★ ★ ★ ★

Maquoketa River III

Monticello to Eby’s Mill Road:
Alternating between valley and canyon, the mighty Maquoketa meanders through some of its prettiest and statuesque environs below the Monticello dam. The premium on this trip is 8+ miles of public land along one if not both sides of the river – a rarity in Iowa. The paddling is good whenever there’s enough water, but it’s spectacular when the trees are leafless, to better take in the bevy of rock outcrops embedded in the bluffs.

Monticello to Eby's Mill Road

Rating: ☆ ☆ ☆ ☆
Trip Report Date: May 7, 2021

Skill Level: Beginner
Class Difficulty:
Quietwater with scarce riffles

Gradient:
≈2′ per mile

Gauge Recorded on this Trip:
Manchester: ht/ft: 4.4 | cfs: 155

Recommended Levels:
This is the minimal recommend level. Ideally, look for 200-250 cfs to avoid scraping.

Put-In:
River Road, below the Monticello dam, Monticello, Iowa
GPS: 42.24535, -91.17217
Take-Out:
Eby’s Mill Road
GPS: 42.19804, -91.05659

Time: Put in at 11:45a. Out at 4:45p.
Total Time: 5h
Miles Paddled: 14.25

Wildlife:
Bald eagles, songbirds galore, turkey vultures, hawks, kingfishers, woodpeckers, and turtles.

Shuttle Information:
10 miles by vehicle on the south side of the river. Longer for bicyclists on the north side.


Background:
Nate Hoogeveen, author of the commendable guidebook, Paddling Iowa, highlights four exceptional stretches of the Maquoketa River across three counties, accounting for roughly 60 of its 150 total miles. However, these four trips are not equal in length or excellence. Trips 1 and 2 are nearly even at 10ish miles apiece, whereas Trip 3 is a big mac attack at 20 miles, and Trip 4 focuses on 14.5 miles (with recommended add-ons up to 25 miles). Accesses are everything, but the countryside the Maquoketa flows through alternates as well; some miles are staggeringly gorgeous, others humdrum or hemmed in by agriculture.

Weeks before this trip, I had first baptized my boat on the Maquoketa’s waters on subsequent segments downstream nearer Maquoketa Caves State Park. My socks were knocked off, my breath taken. The terrain and the topography alone were astonishing. But even if you hit a homerun on your first at-bat doesn’t mean you retire and walk away; you get back in the box and keep swinging, sometimes striking out (rarely) or settling for a single.

Capitalizing on the compelling allures of young spring, I returned to the Maquoketa a month later to paddle what seemed like the next best stretch according to the guidebook. Joining me for this trip were fellow Miles Paddlers, Scotty from Platteville and Maychel from Madison. Since it was a traveling day, taking on a 20-mile paddle seemed imprudent (especially when facing some menacing headwinds, mainly one two-mile stretch dead against them). So, instead of ending our trip at Highway 136 to match Maquoketa River 3, we opted for Eby’s Mill Road landing for about 14 miles. Besides, in those 5-ish final miles Hoogeveen writes “limestone outcroppings become smaller and less common” while lowland woods and croplands become more prominent. Meh.

- _Stated problem 1_
Please return the passage of the Maquoketa River trip report starting with "Skill Level: Beginner" and going on through "to avoid scraping.".

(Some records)

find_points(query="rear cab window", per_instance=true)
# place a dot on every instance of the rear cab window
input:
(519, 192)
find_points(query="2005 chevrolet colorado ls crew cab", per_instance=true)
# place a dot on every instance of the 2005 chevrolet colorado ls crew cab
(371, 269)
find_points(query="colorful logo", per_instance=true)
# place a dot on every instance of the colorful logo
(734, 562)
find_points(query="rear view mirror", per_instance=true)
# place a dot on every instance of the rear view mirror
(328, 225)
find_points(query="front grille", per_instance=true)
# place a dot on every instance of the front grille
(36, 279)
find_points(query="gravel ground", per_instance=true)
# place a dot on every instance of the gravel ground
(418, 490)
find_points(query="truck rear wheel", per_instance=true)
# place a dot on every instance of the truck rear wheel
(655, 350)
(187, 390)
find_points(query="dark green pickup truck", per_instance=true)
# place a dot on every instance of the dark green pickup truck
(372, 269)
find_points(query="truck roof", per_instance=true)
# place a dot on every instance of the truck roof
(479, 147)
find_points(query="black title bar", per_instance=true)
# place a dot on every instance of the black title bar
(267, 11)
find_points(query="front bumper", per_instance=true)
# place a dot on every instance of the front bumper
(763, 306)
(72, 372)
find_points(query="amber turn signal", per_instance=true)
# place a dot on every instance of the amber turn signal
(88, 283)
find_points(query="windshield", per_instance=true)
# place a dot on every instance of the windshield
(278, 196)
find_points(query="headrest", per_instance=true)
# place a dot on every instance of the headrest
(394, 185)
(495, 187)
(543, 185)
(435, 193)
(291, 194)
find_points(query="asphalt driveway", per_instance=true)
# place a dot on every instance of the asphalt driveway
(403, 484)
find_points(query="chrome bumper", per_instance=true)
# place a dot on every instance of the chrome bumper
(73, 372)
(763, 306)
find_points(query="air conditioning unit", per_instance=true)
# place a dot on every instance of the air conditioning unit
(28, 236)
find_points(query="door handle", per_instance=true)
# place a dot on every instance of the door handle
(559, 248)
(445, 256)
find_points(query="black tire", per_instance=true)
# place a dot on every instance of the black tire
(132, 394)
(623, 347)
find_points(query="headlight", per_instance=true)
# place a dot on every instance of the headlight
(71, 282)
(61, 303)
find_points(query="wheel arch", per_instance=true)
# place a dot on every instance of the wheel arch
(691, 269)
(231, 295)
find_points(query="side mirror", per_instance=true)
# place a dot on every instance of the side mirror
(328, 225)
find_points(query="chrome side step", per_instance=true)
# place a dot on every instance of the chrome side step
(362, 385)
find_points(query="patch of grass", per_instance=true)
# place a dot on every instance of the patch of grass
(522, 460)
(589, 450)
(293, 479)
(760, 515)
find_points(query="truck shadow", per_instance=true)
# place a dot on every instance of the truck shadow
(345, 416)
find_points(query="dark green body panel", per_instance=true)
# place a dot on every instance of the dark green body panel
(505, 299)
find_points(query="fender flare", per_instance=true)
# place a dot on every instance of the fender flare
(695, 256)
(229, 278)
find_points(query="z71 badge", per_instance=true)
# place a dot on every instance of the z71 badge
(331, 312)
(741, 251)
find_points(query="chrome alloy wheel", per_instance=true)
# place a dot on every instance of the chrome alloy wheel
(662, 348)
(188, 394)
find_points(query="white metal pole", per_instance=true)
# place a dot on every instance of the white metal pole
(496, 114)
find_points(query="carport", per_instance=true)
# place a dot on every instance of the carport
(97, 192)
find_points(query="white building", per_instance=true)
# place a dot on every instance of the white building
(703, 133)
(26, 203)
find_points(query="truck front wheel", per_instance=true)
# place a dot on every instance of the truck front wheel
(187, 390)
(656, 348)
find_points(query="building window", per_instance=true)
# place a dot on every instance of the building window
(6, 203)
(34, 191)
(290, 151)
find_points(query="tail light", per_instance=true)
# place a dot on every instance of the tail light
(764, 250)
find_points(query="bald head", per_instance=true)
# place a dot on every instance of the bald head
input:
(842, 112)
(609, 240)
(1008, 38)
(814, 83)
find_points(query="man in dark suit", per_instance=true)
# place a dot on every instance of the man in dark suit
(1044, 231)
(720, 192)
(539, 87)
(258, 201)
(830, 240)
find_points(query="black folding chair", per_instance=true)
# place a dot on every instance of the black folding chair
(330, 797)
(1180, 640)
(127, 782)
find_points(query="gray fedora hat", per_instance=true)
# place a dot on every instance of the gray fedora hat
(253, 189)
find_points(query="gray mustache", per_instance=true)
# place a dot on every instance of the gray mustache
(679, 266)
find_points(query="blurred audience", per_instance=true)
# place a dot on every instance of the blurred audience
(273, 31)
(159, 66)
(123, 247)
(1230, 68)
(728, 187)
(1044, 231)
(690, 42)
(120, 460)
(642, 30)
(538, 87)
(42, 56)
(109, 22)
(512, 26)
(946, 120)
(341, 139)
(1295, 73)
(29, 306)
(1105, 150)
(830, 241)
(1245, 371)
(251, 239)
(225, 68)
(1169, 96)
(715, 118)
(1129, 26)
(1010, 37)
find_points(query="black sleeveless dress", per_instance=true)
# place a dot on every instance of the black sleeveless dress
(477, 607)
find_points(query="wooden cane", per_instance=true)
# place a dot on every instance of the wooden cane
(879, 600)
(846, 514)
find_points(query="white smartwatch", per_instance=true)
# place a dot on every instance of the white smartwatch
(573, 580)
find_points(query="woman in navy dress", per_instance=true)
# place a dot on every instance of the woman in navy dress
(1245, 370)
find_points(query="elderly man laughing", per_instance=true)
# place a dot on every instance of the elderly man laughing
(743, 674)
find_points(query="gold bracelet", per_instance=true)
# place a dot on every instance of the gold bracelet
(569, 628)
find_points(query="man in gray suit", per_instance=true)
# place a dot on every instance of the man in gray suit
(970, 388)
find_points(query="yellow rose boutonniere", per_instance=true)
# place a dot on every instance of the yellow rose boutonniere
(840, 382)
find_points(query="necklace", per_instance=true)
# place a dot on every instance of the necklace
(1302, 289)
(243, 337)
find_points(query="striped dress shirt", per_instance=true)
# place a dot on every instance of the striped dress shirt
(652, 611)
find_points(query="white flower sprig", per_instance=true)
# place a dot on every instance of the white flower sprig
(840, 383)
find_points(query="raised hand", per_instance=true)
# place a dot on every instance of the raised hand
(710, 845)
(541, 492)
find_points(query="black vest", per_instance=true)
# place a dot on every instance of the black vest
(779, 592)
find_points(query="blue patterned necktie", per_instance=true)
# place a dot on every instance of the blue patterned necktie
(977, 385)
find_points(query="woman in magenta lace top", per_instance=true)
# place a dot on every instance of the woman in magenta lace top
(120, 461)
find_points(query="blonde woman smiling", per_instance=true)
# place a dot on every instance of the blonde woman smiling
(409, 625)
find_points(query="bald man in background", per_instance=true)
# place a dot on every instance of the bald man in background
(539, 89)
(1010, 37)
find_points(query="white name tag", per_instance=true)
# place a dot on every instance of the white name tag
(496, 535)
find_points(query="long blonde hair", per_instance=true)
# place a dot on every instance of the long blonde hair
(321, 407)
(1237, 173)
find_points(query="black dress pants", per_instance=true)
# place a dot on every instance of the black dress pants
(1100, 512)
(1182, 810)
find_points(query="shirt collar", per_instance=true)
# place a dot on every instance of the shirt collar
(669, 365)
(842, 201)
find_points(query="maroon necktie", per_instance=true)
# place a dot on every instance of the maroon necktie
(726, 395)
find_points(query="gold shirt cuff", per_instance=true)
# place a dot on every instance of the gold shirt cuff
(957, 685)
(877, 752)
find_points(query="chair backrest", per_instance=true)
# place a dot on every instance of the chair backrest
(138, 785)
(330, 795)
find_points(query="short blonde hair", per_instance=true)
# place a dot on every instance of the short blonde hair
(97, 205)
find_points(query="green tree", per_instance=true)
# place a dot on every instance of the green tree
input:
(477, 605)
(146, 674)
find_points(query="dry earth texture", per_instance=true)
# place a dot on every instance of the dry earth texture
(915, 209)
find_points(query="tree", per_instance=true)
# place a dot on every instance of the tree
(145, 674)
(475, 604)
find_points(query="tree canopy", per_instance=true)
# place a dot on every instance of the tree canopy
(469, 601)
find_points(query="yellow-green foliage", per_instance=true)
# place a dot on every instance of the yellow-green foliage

- _Stated problem 2_
Return each line of the entries that contains the word "alloy".

- _Complete response 1_
Skill Level: Beginner
Class Difficulty:
Quietwater with scarce riffles

Gradient:
≈2′ per mile

Gauge Recorded on this Trip:
Manchester: ht/ft: 4.4 | cfs: 155

Recommended Levels:
This is the minimal recommend level. Ideally, look for 200-250 cfs to avoid scraping.

- _Complete response 2_
find_points(query="chrome alloy wheel", per_instance=true)
# place a dot on every instance of the chrome alloy wheel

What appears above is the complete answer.